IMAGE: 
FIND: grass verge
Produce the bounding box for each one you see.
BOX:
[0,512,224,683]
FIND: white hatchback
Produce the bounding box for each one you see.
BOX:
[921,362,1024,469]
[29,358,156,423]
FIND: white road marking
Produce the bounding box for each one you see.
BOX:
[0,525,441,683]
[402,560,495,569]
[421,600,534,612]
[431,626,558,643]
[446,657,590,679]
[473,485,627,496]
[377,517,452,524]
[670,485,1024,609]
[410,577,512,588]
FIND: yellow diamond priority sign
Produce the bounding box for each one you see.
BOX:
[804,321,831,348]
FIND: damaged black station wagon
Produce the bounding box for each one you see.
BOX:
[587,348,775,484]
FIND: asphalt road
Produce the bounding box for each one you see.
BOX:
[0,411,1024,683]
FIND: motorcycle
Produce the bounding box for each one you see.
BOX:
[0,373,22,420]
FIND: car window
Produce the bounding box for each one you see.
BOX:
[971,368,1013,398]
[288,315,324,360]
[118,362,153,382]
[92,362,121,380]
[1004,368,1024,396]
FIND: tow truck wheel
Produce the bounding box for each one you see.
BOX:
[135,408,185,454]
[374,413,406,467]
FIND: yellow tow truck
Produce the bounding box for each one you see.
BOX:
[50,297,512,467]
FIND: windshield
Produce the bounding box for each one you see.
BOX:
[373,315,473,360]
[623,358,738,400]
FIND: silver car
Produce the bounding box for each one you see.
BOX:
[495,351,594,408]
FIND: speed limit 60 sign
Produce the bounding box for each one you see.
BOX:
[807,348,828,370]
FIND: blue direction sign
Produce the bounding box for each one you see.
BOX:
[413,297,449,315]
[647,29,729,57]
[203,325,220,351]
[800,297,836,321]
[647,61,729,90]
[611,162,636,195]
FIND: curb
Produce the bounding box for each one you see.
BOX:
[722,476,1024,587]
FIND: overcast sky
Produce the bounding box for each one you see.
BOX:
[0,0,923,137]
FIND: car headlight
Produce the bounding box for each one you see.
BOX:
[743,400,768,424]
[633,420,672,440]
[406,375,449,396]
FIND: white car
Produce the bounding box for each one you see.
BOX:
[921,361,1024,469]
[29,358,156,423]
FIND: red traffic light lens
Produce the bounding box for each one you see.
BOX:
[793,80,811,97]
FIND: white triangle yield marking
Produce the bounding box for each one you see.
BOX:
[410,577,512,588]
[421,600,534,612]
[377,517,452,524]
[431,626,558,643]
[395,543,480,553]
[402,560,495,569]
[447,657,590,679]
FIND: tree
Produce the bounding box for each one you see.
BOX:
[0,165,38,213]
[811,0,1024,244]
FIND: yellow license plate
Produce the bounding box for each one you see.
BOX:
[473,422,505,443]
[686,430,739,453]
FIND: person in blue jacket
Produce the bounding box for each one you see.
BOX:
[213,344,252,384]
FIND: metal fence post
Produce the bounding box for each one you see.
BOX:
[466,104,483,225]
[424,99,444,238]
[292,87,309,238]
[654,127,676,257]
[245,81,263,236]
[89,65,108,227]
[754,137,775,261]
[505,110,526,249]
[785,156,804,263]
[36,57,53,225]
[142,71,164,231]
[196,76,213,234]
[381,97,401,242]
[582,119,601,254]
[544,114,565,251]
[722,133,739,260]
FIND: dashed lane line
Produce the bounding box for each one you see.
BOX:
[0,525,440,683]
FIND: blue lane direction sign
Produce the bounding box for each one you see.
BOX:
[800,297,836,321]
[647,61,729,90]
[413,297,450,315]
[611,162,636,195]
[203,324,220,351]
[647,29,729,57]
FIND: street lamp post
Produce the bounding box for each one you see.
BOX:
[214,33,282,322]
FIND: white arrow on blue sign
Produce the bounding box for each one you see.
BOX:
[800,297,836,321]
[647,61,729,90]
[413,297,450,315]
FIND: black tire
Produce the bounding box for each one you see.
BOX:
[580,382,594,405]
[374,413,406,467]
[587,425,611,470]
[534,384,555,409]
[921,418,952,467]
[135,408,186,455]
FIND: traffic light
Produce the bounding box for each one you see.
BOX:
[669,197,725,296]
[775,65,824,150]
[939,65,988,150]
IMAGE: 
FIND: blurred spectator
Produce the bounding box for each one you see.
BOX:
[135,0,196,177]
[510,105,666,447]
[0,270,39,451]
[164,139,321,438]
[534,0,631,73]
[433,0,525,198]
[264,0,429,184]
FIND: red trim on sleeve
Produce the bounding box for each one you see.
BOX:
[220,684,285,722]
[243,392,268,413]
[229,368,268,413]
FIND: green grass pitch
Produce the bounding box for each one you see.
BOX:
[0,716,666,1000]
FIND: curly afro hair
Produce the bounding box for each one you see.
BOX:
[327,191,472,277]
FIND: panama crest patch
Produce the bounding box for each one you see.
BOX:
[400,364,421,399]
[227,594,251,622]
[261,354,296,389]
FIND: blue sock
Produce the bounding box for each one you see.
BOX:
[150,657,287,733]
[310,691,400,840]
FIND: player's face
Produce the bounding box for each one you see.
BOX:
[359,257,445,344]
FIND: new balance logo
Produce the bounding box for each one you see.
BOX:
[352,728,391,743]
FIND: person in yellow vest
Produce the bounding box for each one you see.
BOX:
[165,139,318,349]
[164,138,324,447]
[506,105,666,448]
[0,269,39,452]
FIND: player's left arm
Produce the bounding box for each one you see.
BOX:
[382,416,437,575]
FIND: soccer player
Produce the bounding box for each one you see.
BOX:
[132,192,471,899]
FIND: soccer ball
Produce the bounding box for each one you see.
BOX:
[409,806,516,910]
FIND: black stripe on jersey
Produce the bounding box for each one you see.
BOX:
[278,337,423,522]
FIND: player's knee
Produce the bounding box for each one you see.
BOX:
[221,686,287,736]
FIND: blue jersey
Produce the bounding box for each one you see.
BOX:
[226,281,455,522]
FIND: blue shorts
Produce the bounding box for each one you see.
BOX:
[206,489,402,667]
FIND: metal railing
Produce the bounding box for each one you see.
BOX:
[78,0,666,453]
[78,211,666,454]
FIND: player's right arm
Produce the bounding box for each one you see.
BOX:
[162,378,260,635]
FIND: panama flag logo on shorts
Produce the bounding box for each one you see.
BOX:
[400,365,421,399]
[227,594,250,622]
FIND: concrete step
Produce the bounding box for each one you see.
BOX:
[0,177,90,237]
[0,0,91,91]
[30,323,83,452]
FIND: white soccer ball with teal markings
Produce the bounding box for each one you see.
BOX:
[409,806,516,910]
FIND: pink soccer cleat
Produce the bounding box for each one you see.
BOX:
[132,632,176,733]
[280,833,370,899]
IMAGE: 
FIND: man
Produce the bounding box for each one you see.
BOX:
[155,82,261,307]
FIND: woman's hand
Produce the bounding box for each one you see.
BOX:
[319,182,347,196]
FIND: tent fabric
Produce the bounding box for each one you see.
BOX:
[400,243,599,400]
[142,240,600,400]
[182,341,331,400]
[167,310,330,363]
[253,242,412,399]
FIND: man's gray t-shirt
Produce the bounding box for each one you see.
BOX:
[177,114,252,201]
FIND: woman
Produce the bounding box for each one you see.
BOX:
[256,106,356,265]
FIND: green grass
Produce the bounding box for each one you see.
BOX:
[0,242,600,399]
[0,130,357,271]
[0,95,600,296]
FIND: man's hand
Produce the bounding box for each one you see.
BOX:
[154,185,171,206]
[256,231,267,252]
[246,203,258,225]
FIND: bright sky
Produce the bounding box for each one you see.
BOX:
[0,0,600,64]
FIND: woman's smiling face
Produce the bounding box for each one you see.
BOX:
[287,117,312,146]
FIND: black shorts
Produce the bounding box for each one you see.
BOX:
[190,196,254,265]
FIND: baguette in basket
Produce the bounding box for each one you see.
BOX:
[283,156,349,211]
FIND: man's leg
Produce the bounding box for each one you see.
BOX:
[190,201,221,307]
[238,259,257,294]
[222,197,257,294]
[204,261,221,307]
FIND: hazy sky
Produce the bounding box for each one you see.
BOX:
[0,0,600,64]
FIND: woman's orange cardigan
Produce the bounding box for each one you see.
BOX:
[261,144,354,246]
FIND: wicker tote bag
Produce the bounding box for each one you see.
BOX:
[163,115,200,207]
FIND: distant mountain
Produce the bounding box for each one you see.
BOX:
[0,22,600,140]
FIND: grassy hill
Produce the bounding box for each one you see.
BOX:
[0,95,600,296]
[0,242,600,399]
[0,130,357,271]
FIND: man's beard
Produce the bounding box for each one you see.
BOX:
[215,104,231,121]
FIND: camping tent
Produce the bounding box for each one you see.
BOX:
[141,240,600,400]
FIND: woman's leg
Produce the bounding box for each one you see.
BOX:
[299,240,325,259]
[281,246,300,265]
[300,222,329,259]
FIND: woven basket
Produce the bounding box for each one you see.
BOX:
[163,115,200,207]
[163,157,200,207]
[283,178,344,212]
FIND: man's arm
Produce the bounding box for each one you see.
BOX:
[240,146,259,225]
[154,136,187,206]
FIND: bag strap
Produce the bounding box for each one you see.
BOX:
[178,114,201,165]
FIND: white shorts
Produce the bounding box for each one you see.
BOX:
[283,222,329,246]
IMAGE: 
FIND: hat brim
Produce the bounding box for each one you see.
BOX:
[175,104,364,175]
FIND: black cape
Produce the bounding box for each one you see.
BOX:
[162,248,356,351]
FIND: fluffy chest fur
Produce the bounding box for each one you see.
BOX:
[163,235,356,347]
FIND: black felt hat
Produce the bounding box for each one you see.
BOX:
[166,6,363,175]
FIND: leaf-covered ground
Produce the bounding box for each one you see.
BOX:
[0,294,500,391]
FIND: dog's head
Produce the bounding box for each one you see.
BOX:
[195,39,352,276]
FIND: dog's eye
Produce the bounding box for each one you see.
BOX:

§ Stated exercise: Reproduce the data verbatim, starting at the line that contains "FIND: curly afro hair" and ending at the line that contains "[319,182,347,196]", with both of those lines included.

§ Response:
FIND: curly afro hair
Produce the bounding box for each one you see.
BOX:
[327,191,472,277]
FIND: panama crest patch
Produce the bounding box for each one you see.
BOX:
[400,364,421,399]
[227,594,251,622]
[261,354,296,389]
FIND: blue sock
Produce the bounding box for each one you see.
BOX:
[150,657,287,733]
[310,691,400,840]
FIND: player's face
Produce the bounding box for each one you see.
BOX:
[359,257,445,344]
FIND: new balance logo
Produce the bounding box for each one you see.
BOX:
[352,728,391,743]
FIND: person in yellow vest
Produce the bounding box for each one you see.
BOX:
[165,139,318,349]
[164,138,324,447]
[506,105,666,448]
[0,269,39,452]
FIND: player's left arm
Produce the bounding box for each one you see.
BOX:
[382,416,437,575]
FIND: soccer player
Produce the bounding box for each one you see.
BOX:
[132,192,471,899]
FIND: soccer ball
Produce the bounding box for each one you see.
BOX:
[409,806,516,910]
FIND: black stripe on jersey
Produce the bounding box for each one you see.
BOX:
[278,337,423,522]
FIND: player's knee
Produce the bounding box for each one you see.
BOX:
[221,686,287,736]
FIND: blue jersey
Produce the bounding box for each one you see.
BOX:
[226,281,455,522]
FIND: blue shorts
Produce the bounding box for each one you see.
BOX:
[206,489,402,667]
FIND: metal railing
Produce the bounding box for each one you see.
BOX:
[78,0,666,453]
[78,211,666,454]
FIND: player's right arm
Produce the bounding box for each one you see.
BOX:
[162,378,260,635]
FIND: panama flag logo on shorts
Produce the bounding box for each one you see.
BOX:
[400,365,421,399]
[227,594,250,622]
FIND: concrete step
Produce the bounding box for each one you see.
BOX:
[0,177,90,237]
[0,0,91,91]
[30,323,83,452]
FIND: white soccer ball with teal markings
Produce the bounding box for each one you see.
BOX:
[409,806,516,910]
FIND: pink soccer cleat
Produce the bounding box for each one you see.
BOX:
[132,632,176,733]
[280,833,370,899]
IMAGE: 
FIND: man
Produce the bounding box for each one you see.
BOX:
[155,82,261,307]
FIND: woman's hand
Produce the bounding box for each one you see.
BOX:
[319,182,347,196]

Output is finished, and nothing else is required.